- Source:
# Developing B&W prints using a color head



## photoblair (Nov 4, 2013)

So I've developed my first set of B&W prints on my Saunders LPL 67D with a color head and my prints seem to lack contrast, they look "soft".  I have all the color dials set to "0".  Should I be using any of the color filters to add contrast?


----------



## tirediron (Nov 4, 2013)

You can, IF you're using multi-contrast paper.  Any chance this is just the result of muddy negatives?


----------



## gsgary (Nov 4, 2013)

You only use the yellow and magenta filters i like grade 5 which is yellow 0 magenta 170 check out Ilford website loads of info on there

Sent from my GT-I9100P using Tapatalk 2


----------



## dxqcanada (Nov 5, 2013)

Diffused light used in colour heads has a different appearance to condenser heads that a lot of B+W enlarger heads use (though you can have diffused heads in a B+W enlarger).

ILFORD PHOTO - Diffuser vs Condenser Enlargers

Look at the data sheet for the RC paper you are using ... most have info on the filter settings for changing contrast.

example: http://www.ilfordphoto.com/Webfiles/2010628932591755.pdf


----------



## terri (Nov 6, 2013)

You will use the yellow and magenta for B&W, not the blue (cyan).    What your settings will be will change from paper to paper.   Each box of paper will have a data/info sheet inside that should give you an idea of what settings you will need according to what grade you are after.   (I am partial to Ilford because theirs is quite detailed.)    

If you are lacking that data, you can cut up strips of a sheet and play with the settings until you get contrast and tonal values you're happy with.   Keep a notepad, and also in your notes include what developer you used, and the time involved, as that certainly has an impact.    That's the longer way to do it, but it will get you there.   

There will be differences according to fiber paper vs. resin coated, too, and as Tired Iron mentions, it must be variable or multi-contrast.    Have fun!


----------



## wyogirl (Nov 6, 2013)

Just to give you a starting point, I usually have my magenta around 100 and my yellow around 30.  They are two different exposures though, at least that's how I do it.


----------

- Task requirements: Reproduce verbatim the stretch of the forum thread on printing black-and-white with a color head from "Just to give" through "how I do it.".

- Data rows:
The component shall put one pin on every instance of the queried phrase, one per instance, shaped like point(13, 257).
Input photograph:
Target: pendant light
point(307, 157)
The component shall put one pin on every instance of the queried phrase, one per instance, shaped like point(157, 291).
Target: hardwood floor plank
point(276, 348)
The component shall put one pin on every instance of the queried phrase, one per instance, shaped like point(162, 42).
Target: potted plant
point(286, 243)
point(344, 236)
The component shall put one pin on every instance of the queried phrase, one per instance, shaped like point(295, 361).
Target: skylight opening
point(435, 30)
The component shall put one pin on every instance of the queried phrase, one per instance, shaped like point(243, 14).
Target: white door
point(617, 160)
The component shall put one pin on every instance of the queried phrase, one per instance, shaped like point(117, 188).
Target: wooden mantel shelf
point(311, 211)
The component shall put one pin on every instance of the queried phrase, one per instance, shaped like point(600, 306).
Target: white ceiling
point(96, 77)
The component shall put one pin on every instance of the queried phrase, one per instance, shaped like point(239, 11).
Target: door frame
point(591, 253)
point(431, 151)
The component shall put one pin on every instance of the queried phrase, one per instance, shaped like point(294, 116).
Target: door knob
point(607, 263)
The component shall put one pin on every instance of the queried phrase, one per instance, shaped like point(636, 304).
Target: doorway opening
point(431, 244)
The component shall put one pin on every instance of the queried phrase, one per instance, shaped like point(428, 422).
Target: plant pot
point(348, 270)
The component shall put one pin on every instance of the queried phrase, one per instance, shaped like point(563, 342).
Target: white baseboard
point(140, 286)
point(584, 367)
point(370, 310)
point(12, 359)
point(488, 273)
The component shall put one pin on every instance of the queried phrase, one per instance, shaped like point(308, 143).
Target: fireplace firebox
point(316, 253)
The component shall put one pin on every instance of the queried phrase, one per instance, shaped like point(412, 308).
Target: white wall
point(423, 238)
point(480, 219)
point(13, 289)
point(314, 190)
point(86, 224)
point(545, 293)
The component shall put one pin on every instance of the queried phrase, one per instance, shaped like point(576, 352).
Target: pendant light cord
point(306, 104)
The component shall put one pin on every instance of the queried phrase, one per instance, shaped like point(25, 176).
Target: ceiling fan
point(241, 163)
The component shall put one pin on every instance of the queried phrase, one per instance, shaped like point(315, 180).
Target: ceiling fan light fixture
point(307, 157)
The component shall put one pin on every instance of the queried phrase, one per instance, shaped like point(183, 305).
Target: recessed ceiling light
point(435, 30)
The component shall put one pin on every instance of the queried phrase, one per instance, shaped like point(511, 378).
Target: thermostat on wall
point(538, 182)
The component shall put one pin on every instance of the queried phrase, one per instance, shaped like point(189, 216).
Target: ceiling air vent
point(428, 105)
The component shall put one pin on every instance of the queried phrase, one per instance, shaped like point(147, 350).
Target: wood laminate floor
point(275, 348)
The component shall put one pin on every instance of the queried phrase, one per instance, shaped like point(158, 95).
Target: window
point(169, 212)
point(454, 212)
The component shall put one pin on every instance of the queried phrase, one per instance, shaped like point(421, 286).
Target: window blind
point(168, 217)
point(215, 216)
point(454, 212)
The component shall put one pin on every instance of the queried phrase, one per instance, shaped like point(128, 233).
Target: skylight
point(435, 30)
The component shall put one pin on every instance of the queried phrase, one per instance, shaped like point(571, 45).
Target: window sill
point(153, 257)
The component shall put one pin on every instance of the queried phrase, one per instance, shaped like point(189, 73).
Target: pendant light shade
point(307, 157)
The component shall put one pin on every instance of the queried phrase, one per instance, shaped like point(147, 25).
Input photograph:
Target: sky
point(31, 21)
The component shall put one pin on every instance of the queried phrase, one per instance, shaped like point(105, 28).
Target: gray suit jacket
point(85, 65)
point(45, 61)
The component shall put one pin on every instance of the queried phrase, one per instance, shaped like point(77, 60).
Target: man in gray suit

- Response to this task:
Just to give you a starting point, I usually have my magenta around 100 and my yellow around 30.  They are two different exposures though, at least that's how I do it.